WORK REQUIRED |
Copy out all of the lines below, putting "mark" wherever "annotate" appears and changing nothing else. Leave the pictures out.
** BEGIN **
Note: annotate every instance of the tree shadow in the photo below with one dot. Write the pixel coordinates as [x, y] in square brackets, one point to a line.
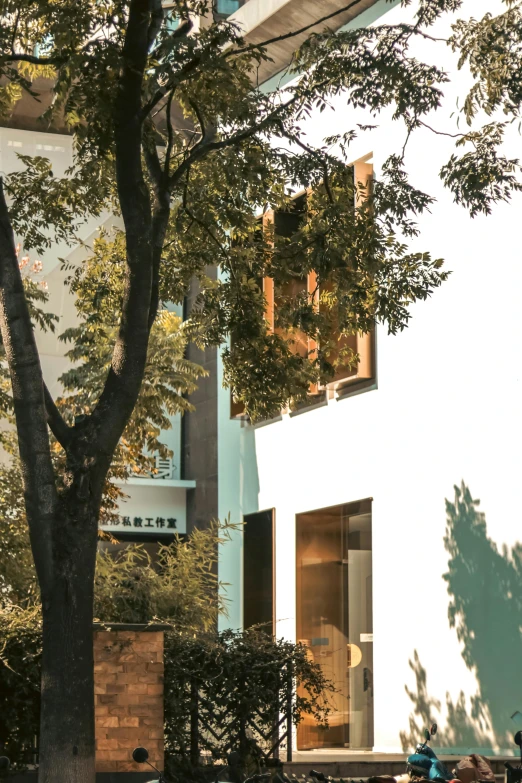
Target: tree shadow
[485, 590]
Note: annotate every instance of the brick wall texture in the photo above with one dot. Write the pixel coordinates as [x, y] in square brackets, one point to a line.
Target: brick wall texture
[128, 687]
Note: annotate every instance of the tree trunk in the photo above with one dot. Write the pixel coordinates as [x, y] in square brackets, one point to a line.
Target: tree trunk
[67, 701]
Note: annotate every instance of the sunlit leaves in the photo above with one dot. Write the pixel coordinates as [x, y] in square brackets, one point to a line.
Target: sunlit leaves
[169, 377]
[483, 175]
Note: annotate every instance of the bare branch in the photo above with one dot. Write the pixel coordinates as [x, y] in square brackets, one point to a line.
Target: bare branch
[41, 497]
[203, 147]
[170, 136]
[57, 425]
[315, 154]
[156, 20]
[129, 357]
[200, 118]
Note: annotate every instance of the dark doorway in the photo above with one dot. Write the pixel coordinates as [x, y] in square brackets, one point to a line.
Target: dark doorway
[258, 570]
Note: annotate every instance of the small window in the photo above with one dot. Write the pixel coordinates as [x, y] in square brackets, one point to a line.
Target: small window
[258, 570]
[286, 223]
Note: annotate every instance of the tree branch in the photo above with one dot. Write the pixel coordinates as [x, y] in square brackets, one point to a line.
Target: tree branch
[123, 383]
[315, 154]
[182, 31]
[156, 20]
[57, 425]
[204, 147]
[41, 498]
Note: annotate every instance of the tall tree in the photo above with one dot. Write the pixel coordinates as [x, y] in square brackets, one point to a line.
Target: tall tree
[171, 133]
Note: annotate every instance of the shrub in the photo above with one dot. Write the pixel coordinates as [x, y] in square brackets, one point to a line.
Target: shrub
[239, 682]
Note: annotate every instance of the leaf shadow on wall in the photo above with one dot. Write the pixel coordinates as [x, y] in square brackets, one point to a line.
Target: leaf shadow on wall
[485, 608]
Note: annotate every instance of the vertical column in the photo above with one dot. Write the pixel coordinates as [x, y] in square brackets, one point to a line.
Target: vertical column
[128, 687]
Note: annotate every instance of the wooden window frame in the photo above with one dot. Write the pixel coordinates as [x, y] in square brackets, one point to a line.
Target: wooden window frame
[364, 342]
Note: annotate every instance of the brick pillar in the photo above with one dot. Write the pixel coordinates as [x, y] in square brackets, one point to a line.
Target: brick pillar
[128, 687]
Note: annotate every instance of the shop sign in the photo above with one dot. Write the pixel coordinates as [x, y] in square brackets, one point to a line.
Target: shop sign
[141, 523]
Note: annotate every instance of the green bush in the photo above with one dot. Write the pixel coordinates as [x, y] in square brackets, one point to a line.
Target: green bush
[241, 681]
[20, 649]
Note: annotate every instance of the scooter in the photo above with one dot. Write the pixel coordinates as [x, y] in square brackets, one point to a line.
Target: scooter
[424, 763]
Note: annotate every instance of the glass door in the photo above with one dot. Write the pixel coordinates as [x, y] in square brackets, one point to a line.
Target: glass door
[334, 618]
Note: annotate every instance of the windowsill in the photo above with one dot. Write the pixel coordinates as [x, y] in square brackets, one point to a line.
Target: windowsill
[136, 481]
[311, 406]
[350, 390]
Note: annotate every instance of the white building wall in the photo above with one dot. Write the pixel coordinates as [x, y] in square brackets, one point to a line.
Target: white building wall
[446, 409]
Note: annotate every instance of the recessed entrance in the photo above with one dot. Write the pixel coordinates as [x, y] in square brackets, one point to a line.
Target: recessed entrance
[334, 618]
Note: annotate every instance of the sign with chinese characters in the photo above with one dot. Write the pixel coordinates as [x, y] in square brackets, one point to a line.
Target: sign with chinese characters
[140, 523]
[150, 510]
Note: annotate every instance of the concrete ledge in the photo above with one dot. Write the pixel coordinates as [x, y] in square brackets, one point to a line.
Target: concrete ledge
[151, 627]
[101, 777]
[353, 764]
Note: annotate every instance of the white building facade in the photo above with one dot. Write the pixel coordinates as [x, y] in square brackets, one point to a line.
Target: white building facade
[353, 543]
[410, 602]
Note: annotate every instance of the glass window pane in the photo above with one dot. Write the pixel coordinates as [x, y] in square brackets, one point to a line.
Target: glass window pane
[334, 618]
** END **
PROBLEM SOLUTION |
Note: mark every instance of the tree shadow in the photo below with one dot. Write the pixel coordinates as [x, y] in square brackets, one point to a line.
Target: tree shadow
[485, 590]
Note: mark every instance of the brick wall texture in the photo above with one dot. Write the pixel coordinates as [x, y] in square brackets, one point to a line.
Target: brick wall texture
[128, 687]
Note: mark every instance of the tree trunk in the photo above with one dot. Write the pixel coordinates as [x, y] in square brackets, one point to a line.
Target: tree trunk
[67, 701]
Note: mark every instance of the sunlit leaves in the photo above with one dot. Write the pixel coordinates as [x, y] in square brackets, one point to a line.
Target: sunlit leaves
[169, 377]
[483, 175]
Note: mark every instance of the bare branch in the photo above with one dot. Write the pixel coordinates as [x, y] in square brackets, one point to a line.
Target: bare branch
[41, 497]
[203, 147]
[170, 136]
[57, 425]
[315, 154]
[156, 20]
[129, 357]
[200, 118]
Note: mark every instance of the dark doorway in the photo above with one dot. Write the pixel coordinates as [x, y] in square brackets, one point to a line.
Target: dark doorway
[258, 570]
Note: mark every instance of the small window in the photo above with one dot. Write the pixel coordinates as [x, y] in square brackets, one point to a line.
Target: small window
[258, 570]
[286, 223]
Note: mark every instance of the tree branch in the photo above with one dot. Write the pixel coordinates as [x, y] in square brackets, one point to a line.
Target: tree branch
[123, 383]
[315, 154]
[182, 31]
[156, 20]
[57, 425]
[204, 147]
[41, 498]
Note: mark every instance of the tall tree in the photo above with one dot. Write the pixel coordinates as [x, y] in square brackets, one point to a line.
Target: tall tree
[171, 133]
Note: mark every instance of the shrub in the photo above with one dot. Write the pixel coordinates as [x, y] in square brackets, one point to a line.
Target: shrub
[239, 682]
Note: mark every instance of the leaf shadow on wall in the photo above with one dot. Write the pixel coordinates as [x, y] in square brackets, one point to a line.
Target: leaf shadow on wall
[485, 608]
Note: mark every instance of the vertical column in the photo above with one dot. Write the pixel coordinates as [x, y] in square brackets, one point to a line.
Target: vertical column
[128, 687]
Note: mark every instance of the wooden window frame in the photo above with one dot. Write the pixel coordinates as [x, y] in square brackets, one point to a line.
Target: wooden window frame
[364, 342]
Note: mark every instance of the brick pillar in the photo above with one dot. Write the pixel coordinates as [x, y] in square brackets, one point to a line.
Target: brick pillar
[128, 687]
Note: mark every instance of the shop sign in the photo above with one dot. Write the pixel coordinates as [x, y] in square brackets, one point to a line.
Target: shop sign
[141, 523]
Note: mark every instance of the green bush in the photo above with one dot. Write the pixel coordinates as [x, y] in square brackets, one point to a line.
Target: green bush
[241, 681]
[20, 649]
Note: mark every instance of the scooter in the photo above with one dot. Write the pixel coordinates as [x, y] in square brackets, one point to a line.
Target: scooter
[424, 763]
Note: mark every instance of the glass door in the photo above with one dot. Write the pixel coordinates as [x, y] in square brackets, one point to a line.
Target: glass door
[334, 618]
Note: mark every instance of the windowsill in the photo above with one dot. Write the pixel coordinates as [x, y] in square brackets, one point to a line.
Target: windowsill
[136, 481]
[311, 406]
[350, 390]
Note: mark every instance of the white building wall in the photo above with one dot. Write the pixel coordinates as [x, y] in square brackets, one point to a line.
Target: white building wall
[446, 409]
Note: mark every instance of the recessed entrance in the photo above with one dot. Write the pixel coordinates as [x, y] in square brackets, one point to a line.
Target: recessed entrance
[334, 618]
Note: mark every instance of the sign with chinese characters in the photo above with one dot. Write the pixel coordinates as [x, y] in square brackets, one point to a line.
Target: sign with chinese characters
[140, 523]
[150, 510]
Note: mark every instance of the concrete ledge in the photo above with one dot. Write the pixel coordinates as [x, y] in square brackets, one point to a line.
Target: concrete ledge
[151, 627]
[101, 777]
[353, 764]
Note: mark every instance of the white building facade in the photo above with one dot. Write the pixel coordinates as [x, y] in square brackets, one point to a line.
Target: white building facade
[353, 543]
[410, 602]
Note: mark every instance of the glass window pane in the photo above with one dot. Write the pixel coordinates as [x, y] in square brackets, one point to a line.
Target: glass window pane
[334, 618]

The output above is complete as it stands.